**Brief:** An exact copy of every entry below is required, and no picture may appear in it.

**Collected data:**
┄┄┄┄┄┄

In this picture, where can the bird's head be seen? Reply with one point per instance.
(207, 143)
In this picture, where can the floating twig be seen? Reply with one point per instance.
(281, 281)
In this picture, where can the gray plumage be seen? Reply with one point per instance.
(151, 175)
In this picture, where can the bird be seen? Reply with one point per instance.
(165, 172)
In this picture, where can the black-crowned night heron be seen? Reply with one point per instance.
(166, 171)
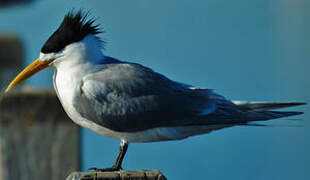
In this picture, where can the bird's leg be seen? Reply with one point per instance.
(118, 163)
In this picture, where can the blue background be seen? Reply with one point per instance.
(245, 50)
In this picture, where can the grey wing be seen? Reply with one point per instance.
(129, 97)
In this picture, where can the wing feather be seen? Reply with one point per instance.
(129, 97)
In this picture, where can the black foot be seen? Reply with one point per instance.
(113, 168)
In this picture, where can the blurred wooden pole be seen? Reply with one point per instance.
(37, 139)
(119, 175)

┄┄┄┄┄┄

**Answer area:**
In this picture, where can the bird's head be seen? Reply with one point per instance.
(207, 143)
In this picture, where can the floating twig be seen? Reply with one point per instance.
(281, 281)
In this picture, where can the gray plumage be seen? Reply with one point per instance.
(151, 175)
In this picture, where can the bird be seen? Reply with one point per instance.
(165, 172)
In this picture, where can the black-crowned night heron be seen? Reply with one point per instance.
(166, 171)
In this picture, where can the bird's leg be seen? Reply with one point per instance.
(118, 163)
In this picture, where can the blue background be seen? Reply with one point per instance.
(245, 50)
In this picture, where can the grey wing be seen? Reply with one point per instance.
(129, 97)
In this picture, where can the wing feather be seen? Reply with one point per instance.
(129, 97)
In this picture, where can the black foot be seen? Reply with one point per instance.
(113, 168)
In this picture, where can the blurred wooden pole be seen? Reply with one point per instance.
(37, 139)
(119, 175)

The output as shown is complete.